Put the material below into a numbered list with one line per item, and leave out any blank lines.

Records shown Block Start

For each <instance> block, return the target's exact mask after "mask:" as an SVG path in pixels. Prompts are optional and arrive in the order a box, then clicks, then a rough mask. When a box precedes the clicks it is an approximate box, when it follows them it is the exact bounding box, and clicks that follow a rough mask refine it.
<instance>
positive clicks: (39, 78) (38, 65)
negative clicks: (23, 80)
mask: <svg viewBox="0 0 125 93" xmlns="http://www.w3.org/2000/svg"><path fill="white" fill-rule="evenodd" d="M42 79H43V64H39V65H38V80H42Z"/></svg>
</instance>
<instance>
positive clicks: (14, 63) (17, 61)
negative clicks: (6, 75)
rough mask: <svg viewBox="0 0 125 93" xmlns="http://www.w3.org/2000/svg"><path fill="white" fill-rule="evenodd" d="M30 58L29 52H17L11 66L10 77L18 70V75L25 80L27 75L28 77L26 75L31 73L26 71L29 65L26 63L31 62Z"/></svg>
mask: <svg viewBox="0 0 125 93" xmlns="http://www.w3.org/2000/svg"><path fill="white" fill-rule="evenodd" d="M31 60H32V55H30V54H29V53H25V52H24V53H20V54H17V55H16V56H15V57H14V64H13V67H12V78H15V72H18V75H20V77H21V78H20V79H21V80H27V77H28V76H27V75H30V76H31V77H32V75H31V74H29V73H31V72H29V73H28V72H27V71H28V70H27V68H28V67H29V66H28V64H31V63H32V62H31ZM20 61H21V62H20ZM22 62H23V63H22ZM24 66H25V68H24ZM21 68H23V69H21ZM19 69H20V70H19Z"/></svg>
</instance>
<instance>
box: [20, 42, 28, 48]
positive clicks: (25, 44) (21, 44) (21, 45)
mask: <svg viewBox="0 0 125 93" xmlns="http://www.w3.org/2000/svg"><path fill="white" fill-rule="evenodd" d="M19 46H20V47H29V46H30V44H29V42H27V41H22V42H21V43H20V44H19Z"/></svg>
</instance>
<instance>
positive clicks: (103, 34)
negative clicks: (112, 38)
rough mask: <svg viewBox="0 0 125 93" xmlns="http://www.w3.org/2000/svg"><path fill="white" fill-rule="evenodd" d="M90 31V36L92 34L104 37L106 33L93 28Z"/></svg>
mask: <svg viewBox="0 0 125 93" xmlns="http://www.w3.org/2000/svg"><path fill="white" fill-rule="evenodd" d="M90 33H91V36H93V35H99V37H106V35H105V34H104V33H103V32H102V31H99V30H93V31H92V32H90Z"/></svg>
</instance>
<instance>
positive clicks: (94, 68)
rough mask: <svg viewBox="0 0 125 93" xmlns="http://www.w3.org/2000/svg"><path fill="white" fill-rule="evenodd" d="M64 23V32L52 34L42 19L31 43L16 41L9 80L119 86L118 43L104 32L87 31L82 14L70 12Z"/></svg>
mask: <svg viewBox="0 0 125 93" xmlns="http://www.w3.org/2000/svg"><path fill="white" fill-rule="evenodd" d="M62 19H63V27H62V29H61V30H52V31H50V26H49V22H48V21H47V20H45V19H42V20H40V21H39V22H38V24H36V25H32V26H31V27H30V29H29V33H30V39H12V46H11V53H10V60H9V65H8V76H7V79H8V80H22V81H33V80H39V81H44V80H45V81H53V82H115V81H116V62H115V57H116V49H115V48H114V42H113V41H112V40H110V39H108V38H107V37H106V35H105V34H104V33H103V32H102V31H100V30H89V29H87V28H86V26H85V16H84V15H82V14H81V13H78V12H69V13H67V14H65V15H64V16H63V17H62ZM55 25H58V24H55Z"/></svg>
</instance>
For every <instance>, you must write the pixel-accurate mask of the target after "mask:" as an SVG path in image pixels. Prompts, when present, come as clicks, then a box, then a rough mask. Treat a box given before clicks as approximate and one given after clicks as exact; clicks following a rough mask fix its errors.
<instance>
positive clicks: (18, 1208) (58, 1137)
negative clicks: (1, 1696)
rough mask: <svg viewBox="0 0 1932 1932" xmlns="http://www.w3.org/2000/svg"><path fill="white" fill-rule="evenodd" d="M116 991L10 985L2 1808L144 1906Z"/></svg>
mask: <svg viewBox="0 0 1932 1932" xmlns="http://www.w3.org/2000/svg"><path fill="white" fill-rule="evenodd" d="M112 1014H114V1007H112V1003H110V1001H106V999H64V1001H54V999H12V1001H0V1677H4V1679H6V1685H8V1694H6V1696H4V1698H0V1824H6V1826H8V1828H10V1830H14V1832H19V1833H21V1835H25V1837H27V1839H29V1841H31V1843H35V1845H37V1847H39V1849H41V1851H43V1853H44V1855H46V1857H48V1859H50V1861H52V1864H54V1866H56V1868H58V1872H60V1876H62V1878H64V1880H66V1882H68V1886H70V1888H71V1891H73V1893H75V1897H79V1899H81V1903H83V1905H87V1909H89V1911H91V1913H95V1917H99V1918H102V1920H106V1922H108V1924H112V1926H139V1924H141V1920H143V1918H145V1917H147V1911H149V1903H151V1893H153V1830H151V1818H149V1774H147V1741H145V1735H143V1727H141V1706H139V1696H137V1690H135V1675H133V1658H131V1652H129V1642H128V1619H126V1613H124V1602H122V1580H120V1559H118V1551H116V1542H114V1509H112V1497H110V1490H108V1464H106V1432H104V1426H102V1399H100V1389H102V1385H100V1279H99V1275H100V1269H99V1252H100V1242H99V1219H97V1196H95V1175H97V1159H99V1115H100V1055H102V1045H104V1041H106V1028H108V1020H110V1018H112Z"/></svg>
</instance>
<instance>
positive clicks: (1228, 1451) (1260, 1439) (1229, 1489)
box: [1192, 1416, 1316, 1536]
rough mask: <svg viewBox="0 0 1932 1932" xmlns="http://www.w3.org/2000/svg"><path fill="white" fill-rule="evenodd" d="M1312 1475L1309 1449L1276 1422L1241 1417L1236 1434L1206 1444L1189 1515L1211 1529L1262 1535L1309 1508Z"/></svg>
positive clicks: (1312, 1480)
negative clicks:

Records shown Block End

Response to this task –
1. For each <instance> block, return the target's exact mask after "mask:" as an SVG path in pixels. Prompts are optional and arrive in the order a box, then clicks, then a rough mask. When a box precedes the clicks it is an approximate box, when it follows them it is the exact bounding box, and clicks that follow a rough mask refine it.
2. <instance>
3. positive clicks: (39, 78) (38, 65)
4. negative clicks: (23, 80)
5. mask: <svg viewBox="0 0 125 93" xmlns="http://www.w3.org/2000/svg"><path fill="white" fill-rule="evenodd" d="M42 79H43V64H39V65H38V80H42Z"/></svg>
6. </instance>
7. <instance>
8. positive clicks: (14, 63) (17, 61)
9. negative clicks: (6, 75)
10. rough mask: <svg viewBox="0 0 125 93" xmlns="http://www.w3.org/2000/svg"><path fill="white" fill-rule="evenodd" d="M30 58L29 52H17L11 66L10 77L18 70V75L25 80L27 75L28 77L26 75L31 73L26 71L29 65L26 63L31 62Z"/></svg>
11. mask: <svg viewBox="0 0 125 93" xmlns="http://www.w3.org/2000/svg"><path fill="white" fill-rule="evenodd" d="M31 60H32V55H30V54H29V53H25V52H24V53H20V54H17V55H16V56H15V57H14V64H13V67H12V78H15V72H18V75H20V77H21V78H20V79H21V80H27V77H28V76H27V75H30V76H31V77H32V75H31V74H29V73H31V72H29V73H28V72H27V71H28V70H27V68H28V67H29V66H28V64H31V63H32V62H31ZM20 61H21V62H20ZM22 62H23V63H22ZM24 66H25V68H24ZM21 68H23V69H21ZM19 69H20V70H19Z"/></svg>
12. </instance>
13. <instance>
14. box: [20, 42, 28, 48]
15. positive clicks: (25, 44) (21, 44) (21, 45)
16. mask: <svg viewBox="0 0 125 93" xmlns="http://www.w3.org/2000/svg"><path fill="white" fill-rule="evenodd" d="M19 46H20V47H29V46H30V44H29V42H27V41H22V42H21V43H20V44H19Z"/></svg>
17. </instance>
18. <instance>
19. positive clicks: (103, 34)
20. negative clicks: (112, 38)
21. rough mask: <svg viewBox="0 0 125 93" xmlns="http://www.w3.org/2000/svg"><path fill="white" fill-rule="evenodd" d="M90 31V36L92 34L104 37L106 33L93 28Z"/></svg>
22. mask: <svg viewBox="0 0 125 93" xmlns="http://www.w3.org/2000/svg"><path fill="white" fill-rule="evenodd" d="M90 33H91V36H93V35H99V37H106V35H105V34H104V33H103V32H102V31H99V30H93V31H92V32H90Z"/></svg>
23. </instance>
24. <instance>
25. positive clicks: (94, 68)
26. rough mask: <svg viewBox="0 0 125 93" xmlns="http://www.w3.org/2000/svg"><path fill="white" fill-rule="evenodd" d="M64 23V32L52 34L42 19L31 43L16 41L9 80L119 86L118 43L104 32L87 31L82 14L70 12Z"/></svg>
27. mask: <svg viewBox="0 0 125 93" xmlns="http://www.w3.org/2000/svg"><path fill="white" fill-rule="evenodd" d="M62 19H63V27H62V29H61V30H52V31H50V26H49V22H48V21H47V20H45V19H42V20H40V21H39V22H38V24H36V25H32V26H31V27H30V29H29V33H30V39H12V46H11V53H10V60H9V65H8V76H7V79H8V80H22V81H33V80H39V81H44V80H45V81H53V82H115V81H116V62H115V57H116V49H115V48H114V42H113V41H112V40H110V39H108V38H107V37H106V35H105V34H104V33H103V32H102V31H100V30H89V29H87V28H86V26H85V16H84V15H82V14H81V13H78V12H69V13H67V14H65V15H64V16H63V17H62ZM55 25H58V24H55Z"/></svg>
28. </instance>
29. For every <instance>, you must write the pixel-accurate mask of the target after "mask:" as an SVG path in image pixels. Prompts, when present, come as clicks, then a box, then a rough mask. Treat a box given before clicks as approximate and one given after clicks as exact; clicks following a rough mask fix its errors.
30. <instance>
31. positive clicks: (18, 1208) (58, 1137)
32. negative clicks: (1, 1696)
33. rough mask: <svg viewBox="0 0 1932 1932" xmlns="http://www.w3.org/2000/svg"><path fill="white" fill-rule="evenodd" d="M116 991L10 985L2 1808L144 1906Z"/></svg>
34. mask: <svg viewBox="0 0 1932 1932" xmlns="http://www.w3.org/2000/svg"><path fill="white" fill-rule="evenodd" d="M112 1014H114V1007H112V1003H110V1001H106V999H64V1001H54V999H12V1001H0V1677H4V1679H6V1685H8V1694H6V1696H4V1698H0V1824H6V1826H8V1828H10V1830H14V1832H19V1833H21V1835H25V1837H27V1839H29V1841H31V1843H35V1845H37V1847H39V1849H41V1851H43V1853H44V1855H46V1857H48V1859H50V1861H52V1864H54V1866H56V1868H58V1872H60V1876H62V1878H64V1880H66V1882H68V1886H70V1888H71V1891H73V1893H75V1897H79V1899H81V1903H83V1905H87V1909H89V1911H91V1913H95V1917H99V1918H102V1920H106V1922H108V1924H112V1926H139V1924H141V1920H143V1918H145V1917H147V1911H149V1903H151V1893H153V1830H151V1818H149V1774H147V1741H145V1735H143V1727H141V1706H139V1696H137V1690H135V1675H133V1658H131V1652H129V1642H128V1619H126V1613H124V1602H122V1580H120V1559H118V1551H116V1542H114V1509H112V1497H110V1490H108V1464H106V1432H104V1426H102V1399H100V1389H102V1385H100V1279H99V1275H100V1269H99V1252H100V1242H99V1219H97V1196H95V1175H97V1159H99V1115H100V1055H102V1045H104V1041H106V1028H108V1020H110V1018H112Z"/></svg>
35. </instance>
36. <instance>
37. positive clicks: (1228, 1451) (1260, 1439) (1229, 1489)
38. box: [1192, 1416, 1316, 1536]
39. rough mask: <svg viewBox="0 0 1932 1932" xmlns="http://www.w3.org/2000/svg"><path fill="white" fill-rule="evenodd" d="M1312 1475L1309 1449L1276 1422L1241 1417L1236 1434L1206 1444L1189 1515L1211 1529L1262 1535L1309 1508Z"/></svg>
40. positive clicks: (1312, 1480)
41. negative clicks:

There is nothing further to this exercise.